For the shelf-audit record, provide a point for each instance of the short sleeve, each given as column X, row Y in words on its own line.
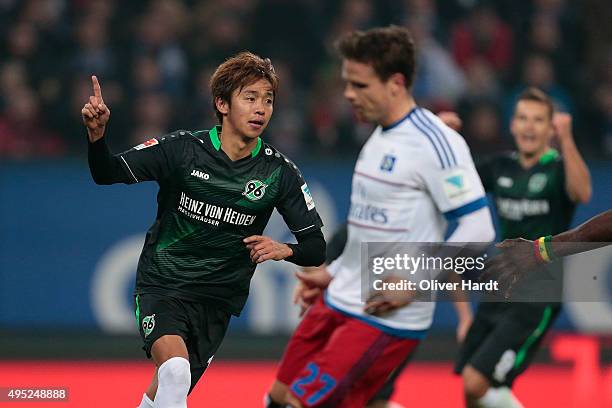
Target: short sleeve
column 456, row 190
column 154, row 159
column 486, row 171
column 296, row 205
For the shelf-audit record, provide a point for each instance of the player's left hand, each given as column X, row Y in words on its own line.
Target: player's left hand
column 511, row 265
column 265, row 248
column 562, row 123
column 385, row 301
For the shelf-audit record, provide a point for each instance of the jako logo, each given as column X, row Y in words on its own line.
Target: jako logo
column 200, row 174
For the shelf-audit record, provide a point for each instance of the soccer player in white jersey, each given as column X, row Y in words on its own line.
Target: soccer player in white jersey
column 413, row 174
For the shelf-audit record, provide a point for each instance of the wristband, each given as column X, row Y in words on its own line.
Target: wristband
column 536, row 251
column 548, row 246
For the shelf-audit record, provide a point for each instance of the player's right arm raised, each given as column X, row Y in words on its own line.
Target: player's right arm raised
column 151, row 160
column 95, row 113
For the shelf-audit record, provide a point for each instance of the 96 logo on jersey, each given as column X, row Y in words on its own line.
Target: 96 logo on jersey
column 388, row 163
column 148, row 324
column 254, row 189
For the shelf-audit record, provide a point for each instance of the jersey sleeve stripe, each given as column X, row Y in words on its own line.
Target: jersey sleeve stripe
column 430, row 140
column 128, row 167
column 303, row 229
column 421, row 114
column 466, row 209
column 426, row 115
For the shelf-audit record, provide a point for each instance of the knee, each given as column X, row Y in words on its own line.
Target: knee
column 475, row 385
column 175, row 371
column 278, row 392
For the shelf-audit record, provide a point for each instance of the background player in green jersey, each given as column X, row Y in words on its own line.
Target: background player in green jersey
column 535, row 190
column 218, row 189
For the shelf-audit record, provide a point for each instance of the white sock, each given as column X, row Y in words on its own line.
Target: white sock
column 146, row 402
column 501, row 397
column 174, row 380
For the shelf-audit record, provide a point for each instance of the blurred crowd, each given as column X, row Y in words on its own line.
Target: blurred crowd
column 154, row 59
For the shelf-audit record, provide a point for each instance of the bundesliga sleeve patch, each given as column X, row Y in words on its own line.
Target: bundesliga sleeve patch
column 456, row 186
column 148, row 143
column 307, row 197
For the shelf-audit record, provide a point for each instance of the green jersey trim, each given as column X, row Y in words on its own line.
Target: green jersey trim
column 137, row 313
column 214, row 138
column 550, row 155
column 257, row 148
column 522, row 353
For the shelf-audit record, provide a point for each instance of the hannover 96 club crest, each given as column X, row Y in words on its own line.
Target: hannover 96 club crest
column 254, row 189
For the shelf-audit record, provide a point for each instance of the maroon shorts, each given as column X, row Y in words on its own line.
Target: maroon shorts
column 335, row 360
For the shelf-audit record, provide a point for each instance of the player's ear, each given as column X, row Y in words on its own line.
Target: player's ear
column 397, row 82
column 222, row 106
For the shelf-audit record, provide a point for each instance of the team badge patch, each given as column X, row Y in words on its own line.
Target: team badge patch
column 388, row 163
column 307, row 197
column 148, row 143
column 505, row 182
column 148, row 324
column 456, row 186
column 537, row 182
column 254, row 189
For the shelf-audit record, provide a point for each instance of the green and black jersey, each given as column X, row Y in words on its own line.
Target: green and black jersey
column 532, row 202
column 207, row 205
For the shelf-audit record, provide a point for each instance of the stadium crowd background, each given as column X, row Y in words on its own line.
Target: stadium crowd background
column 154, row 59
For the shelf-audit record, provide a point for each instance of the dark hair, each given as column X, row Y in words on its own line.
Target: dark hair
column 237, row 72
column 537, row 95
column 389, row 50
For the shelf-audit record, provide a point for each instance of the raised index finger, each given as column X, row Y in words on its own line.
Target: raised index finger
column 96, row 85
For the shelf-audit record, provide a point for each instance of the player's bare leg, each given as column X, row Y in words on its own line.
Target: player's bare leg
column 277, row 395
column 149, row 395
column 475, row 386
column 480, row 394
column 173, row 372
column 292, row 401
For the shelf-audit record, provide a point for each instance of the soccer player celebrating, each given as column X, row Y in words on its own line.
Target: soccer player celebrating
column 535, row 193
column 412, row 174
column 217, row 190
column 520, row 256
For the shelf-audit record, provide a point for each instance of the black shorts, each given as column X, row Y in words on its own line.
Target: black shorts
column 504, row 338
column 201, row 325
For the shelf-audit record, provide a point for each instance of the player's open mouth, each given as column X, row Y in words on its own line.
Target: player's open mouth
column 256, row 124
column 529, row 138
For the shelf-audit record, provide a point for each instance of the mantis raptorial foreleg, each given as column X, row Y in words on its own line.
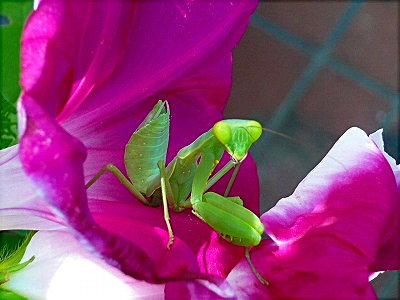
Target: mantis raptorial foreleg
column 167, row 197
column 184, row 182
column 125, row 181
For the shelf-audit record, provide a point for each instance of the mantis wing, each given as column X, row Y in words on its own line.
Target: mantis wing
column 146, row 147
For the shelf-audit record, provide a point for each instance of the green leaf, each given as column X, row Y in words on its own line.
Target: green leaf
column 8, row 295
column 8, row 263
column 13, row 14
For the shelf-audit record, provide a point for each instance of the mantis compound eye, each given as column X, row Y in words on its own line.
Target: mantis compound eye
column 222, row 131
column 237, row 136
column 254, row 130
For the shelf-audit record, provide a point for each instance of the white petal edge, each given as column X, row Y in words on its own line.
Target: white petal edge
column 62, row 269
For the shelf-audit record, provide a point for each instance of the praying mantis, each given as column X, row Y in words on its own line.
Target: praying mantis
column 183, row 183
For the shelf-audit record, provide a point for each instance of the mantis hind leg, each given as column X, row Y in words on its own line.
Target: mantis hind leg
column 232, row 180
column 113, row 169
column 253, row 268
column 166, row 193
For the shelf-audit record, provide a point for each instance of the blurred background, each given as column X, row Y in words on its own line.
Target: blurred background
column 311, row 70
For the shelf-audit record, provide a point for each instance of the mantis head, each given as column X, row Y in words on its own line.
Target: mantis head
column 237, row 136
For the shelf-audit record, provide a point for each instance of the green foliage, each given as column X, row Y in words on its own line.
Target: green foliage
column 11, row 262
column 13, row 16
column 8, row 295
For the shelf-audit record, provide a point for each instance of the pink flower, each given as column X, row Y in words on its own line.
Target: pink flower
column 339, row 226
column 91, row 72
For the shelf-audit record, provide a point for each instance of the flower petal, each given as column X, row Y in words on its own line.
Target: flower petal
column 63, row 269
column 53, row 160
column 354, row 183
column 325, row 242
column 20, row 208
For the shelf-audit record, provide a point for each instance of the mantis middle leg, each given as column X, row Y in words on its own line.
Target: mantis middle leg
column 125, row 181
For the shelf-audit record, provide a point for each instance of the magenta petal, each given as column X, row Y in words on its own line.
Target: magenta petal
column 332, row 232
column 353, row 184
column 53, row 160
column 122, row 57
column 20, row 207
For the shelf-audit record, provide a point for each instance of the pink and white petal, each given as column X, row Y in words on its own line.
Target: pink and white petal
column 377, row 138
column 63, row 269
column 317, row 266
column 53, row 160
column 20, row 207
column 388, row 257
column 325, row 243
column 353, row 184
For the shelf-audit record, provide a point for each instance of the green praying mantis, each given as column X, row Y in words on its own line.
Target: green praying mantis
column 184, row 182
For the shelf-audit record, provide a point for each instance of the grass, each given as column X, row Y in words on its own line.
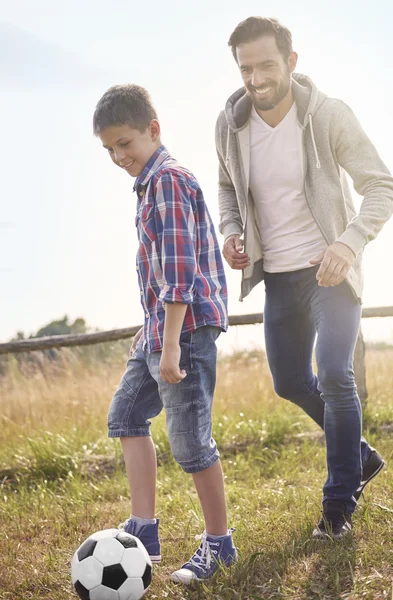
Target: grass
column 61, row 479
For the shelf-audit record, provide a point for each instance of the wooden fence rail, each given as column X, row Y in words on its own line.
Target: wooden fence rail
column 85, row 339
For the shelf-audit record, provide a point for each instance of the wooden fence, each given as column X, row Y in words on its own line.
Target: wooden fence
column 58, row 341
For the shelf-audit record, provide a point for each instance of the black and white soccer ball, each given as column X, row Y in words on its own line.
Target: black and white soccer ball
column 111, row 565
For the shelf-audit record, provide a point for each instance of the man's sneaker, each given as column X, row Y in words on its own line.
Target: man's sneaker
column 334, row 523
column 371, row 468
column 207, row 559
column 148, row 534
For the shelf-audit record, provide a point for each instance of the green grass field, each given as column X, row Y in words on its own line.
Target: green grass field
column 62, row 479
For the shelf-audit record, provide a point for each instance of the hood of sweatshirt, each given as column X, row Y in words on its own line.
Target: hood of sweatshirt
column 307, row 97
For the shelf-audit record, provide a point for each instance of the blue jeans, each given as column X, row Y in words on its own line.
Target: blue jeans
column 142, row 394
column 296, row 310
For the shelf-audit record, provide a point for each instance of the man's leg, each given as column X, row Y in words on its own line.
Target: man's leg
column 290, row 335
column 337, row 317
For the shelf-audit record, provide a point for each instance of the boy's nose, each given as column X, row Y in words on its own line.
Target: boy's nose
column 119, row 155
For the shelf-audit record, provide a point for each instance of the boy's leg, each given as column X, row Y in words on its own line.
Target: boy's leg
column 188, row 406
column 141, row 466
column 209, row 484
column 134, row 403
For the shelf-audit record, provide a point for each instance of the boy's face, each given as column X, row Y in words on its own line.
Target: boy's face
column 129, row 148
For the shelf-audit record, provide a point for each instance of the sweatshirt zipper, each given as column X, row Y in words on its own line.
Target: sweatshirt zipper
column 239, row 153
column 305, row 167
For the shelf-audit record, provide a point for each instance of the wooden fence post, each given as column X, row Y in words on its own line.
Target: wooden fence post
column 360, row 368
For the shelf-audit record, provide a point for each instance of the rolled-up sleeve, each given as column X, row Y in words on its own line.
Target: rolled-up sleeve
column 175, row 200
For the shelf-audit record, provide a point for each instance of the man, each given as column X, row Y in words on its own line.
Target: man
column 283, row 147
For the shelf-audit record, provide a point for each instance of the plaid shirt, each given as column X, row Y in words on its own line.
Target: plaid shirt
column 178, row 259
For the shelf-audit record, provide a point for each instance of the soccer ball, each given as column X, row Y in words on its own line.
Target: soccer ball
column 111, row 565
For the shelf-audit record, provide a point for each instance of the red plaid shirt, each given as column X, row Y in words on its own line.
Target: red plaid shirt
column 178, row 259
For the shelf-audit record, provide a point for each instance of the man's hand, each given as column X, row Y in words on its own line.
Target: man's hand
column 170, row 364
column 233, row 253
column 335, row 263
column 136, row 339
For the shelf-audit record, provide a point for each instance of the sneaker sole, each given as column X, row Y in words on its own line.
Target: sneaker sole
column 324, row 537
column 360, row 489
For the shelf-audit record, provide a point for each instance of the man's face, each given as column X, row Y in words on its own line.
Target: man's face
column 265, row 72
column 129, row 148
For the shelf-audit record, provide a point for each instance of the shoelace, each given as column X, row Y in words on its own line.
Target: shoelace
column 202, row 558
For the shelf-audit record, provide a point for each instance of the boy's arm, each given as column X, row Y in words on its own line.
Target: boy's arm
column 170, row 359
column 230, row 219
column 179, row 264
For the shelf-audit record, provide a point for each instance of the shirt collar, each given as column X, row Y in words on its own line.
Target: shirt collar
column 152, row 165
────────────────────
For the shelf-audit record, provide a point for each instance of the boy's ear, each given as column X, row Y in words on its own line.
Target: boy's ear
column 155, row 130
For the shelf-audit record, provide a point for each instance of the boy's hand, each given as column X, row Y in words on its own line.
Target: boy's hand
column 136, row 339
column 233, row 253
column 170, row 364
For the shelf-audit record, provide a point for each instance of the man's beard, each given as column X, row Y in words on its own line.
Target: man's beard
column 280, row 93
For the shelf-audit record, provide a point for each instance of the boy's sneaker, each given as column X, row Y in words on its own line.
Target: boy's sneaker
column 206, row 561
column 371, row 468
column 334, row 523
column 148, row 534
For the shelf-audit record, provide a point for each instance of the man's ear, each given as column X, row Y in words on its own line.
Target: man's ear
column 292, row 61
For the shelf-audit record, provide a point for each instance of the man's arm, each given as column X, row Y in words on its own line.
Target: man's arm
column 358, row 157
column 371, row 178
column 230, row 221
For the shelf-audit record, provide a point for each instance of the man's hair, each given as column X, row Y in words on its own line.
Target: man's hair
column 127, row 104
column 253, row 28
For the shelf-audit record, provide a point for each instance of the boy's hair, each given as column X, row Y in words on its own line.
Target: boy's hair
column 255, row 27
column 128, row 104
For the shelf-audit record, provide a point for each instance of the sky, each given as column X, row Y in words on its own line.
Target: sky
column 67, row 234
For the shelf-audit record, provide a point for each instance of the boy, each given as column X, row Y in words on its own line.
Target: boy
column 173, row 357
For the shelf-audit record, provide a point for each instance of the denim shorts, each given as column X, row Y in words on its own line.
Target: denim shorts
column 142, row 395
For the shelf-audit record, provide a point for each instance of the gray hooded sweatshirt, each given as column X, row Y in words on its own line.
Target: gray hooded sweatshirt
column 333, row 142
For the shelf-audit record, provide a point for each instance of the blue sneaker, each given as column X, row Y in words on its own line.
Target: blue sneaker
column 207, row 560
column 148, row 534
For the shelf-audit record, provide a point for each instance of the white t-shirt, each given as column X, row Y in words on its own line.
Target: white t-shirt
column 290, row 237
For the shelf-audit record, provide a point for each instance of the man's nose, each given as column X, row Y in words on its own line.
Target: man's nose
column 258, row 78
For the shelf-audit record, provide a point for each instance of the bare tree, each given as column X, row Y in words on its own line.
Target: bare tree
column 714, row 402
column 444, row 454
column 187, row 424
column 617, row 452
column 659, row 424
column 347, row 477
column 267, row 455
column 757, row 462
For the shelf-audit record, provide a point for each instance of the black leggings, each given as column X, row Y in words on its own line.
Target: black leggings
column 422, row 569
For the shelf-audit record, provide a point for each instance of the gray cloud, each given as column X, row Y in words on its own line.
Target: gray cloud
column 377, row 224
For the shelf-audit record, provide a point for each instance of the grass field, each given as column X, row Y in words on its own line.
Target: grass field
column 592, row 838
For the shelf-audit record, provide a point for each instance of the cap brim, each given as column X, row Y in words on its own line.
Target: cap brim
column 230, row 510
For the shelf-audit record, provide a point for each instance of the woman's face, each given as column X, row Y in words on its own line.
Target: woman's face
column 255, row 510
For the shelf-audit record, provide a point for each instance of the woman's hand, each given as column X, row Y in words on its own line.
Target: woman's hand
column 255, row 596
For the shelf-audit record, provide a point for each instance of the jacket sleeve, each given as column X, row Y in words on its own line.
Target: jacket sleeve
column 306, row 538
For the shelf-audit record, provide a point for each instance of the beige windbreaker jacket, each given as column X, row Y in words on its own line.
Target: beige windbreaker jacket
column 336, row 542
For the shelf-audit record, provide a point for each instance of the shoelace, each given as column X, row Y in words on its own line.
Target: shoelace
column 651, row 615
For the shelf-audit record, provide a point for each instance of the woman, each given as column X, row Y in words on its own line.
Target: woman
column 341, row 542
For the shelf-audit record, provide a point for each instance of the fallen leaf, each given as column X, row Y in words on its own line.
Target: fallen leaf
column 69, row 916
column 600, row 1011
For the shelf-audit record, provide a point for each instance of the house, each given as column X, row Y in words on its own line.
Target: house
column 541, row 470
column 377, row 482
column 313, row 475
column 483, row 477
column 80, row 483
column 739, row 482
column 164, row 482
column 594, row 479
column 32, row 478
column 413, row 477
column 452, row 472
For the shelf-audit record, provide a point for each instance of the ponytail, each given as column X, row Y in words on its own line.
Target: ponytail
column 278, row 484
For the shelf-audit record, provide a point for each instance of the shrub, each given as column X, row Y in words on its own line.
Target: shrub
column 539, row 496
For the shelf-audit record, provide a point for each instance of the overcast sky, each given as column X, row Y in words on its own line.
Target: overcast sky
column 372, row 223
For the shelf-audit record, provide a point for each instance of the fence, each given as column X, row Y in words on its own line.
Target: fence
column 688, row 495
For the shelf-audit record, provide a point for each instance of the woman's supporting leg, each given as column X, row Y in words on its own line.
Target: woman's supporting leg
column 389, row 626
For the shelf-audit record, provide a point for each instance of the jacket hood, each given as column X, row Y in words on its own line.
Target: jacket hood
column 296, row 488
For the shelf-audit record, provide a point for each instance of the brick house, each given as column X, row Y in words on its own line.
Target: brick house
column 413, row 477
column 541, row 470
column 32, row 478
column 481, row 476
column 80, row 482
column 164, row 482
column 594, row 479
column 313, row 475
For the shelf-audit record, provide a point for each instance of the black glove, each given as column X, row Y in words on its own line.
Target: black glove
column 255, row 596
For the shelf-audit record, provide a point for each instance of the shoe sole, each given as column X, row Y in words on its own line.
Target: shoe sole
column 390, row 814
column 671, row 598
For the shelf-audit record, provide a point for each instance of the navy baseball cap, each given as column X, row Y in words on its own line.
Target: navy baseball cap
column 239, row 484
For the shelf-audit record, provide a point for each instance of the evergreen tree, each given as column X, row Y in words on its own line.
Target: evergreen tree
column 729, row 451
────────────────────
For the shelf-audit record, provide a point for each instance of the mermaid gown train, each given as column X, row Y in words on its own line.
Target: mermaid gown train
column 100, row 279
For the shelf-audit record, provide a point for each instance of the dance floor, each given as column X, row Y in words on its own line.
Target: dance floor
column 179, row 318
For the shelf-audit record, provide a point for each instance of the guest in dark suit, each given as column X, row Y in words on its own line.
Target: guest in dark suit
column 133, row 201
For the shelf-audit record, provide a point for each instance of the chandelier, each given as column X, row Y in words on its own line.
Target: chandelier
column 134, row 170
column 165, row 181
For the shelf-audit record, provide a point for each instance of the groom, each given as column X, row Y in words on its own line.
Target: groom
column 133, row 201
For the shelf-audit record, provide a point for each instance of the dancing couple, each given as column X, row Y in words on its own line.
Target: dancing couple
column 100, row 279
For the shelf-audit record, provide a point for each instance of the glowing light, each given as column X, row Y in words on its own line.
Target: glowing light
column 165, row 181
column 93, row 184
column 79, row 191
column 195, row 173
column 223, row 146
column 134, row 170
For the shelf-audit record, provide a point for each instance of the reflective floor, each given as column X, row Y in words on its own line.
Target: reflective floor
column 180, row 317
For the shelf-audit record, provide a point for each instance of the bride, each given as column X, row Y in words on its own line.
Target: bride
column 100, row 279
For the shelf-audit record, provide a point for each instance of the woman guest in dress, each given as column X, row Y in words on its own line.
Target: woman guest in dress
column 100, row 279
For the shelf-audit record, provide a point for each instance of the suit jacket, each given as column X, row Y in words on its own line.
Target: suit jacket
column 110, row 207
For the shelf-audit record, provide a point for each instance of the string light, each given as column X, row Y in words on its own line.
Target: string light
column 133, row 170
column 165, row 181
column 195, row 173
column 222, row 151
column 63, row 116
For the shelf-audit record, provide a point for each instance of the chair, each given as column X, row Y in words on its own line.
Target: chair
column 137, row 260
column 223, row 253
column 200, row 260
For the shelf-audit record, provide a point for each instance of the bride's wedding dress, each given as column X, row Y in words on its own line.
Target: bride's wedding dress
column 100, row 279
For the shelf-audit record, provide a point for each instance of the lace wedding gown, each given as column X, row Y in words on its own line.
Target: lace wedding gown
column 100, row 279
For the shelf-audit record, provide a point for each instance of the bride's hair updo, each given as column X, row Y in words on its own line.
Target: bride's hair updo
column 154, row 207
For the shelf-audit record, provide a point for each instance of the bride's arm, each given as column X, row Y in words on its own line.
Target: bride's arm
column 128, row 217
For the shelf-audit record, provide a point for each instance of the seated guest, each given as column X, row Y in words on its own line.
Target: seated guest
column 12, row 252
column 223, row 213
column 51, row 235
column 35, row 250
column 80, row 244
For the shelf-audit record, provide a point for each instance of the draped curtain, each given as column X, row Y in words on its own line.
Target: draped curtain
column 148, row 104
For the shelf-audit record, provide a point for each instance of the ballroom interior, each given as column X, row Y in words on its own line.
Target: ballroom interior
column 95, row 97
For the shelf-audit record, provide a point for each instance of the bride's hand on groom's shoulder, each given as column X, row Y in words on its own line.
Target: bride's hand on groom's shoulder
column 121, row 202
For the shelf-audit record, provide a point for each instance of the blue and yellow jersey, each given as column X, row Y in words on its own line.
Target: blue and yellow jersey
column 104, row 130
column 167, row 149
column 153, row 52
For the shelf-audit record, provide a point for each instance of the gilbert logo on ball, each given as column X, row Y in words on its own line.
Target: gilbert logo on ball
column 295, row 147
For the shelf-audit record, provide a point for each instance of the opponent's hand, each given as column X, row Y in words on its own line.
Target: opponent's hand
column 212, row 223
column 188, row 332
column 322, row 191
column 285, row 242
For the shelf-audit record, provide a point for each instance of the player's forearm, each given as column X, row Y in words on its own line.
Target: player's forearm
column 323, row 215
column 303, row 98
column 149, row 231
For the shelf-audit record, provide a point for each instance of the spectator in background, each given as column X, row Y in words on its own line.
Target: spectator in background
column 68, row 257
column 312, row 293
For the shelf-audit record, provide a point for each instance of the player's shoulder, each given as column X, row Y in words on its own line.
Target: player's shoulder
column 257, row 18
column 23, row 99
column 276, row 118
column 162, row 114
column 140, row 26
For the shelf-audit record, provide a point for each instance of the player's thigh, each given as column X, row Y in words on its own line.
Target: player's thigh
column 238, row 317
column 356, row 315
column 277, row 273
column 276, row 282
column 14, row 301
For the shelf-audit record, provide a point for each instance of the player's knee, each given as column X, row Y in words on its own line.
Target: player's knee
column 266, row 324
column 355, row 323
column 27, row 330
────────────────────
▶ DESCRIPTION OF THE TASK: Retype everything in the listing from the line containing "the blue and" down to the line containing "column 27, row 330", both lines included, without changing a single character.

▶ RESULT BELOW:
For the shelf-audit record, provide a point for each instance of the blue and yellow jersey, each given as column X, row Y in words on its own line.
Target: blue and yellow jersey
column 104, row 130
column 167, row 149
column 153, row 52
For the shelf-audit record, provide a point for each instance of the gilbert logo on ball, each given as column X, row Y in words on its own line.
Target: gilbert logo on ball
column 295, row 147
For the shelf-audit record, provide a point for each instance of the opponent's hand, each given as column X, row Y in words on its own line.
Target: opponent's hand
column 212, row 223
column 188, row 332
column 322, row 191
column 285, row 242
For the shelf-audit record, provide a point for each instance of the player's forearm, each given as column X, row Y in words on its own line.
Target: player's forearm
column 323, row 215
column 303, row 98
column 149, row 231
For the shelf-audit record, provide a point for each instance of the spectator in background, each given as column X, row Y in words on its own line.
Target: spectator in background
column 68, row 257
column 312, row 293
For the shelf-audit record, provide a point for each instance of the player's shoulder, each given as column X, row Y in words on its own line.
Target: player's shoulder
column 257, row 18
column 23, row 99
column 276, row 118
column 162, row 114
column 140, row 26
For the shelf-audit record, provide a point for each instance of the player's thigh, each given as column X, row Y in words on its own line.
Target: player's thigh
column 238, row 317
column 356, row 315
column 277, row 273
column 276, row 282
column 14, row 301
For the shelf-audit record, provide a point for each instance of the player's knee, each given as column X, row Y in words on its own line.
Target: player's knee
column 266, row 324
column 355, row 323
column 27, row 330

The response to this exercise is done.